Directive: Can you set down each of the items below word for word, keeping every line as it appears?

═══ Material provided ═══

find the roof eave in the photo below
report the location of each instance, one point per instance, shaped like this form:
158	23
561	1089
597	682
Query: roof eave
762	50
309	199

═══

Output for this exercise:
find the roof eave in the photo below
report the location of each instance, one point per instance, shaped like this form:
158	23
561	1089
597	682
Query: roof eave
762	50
309	199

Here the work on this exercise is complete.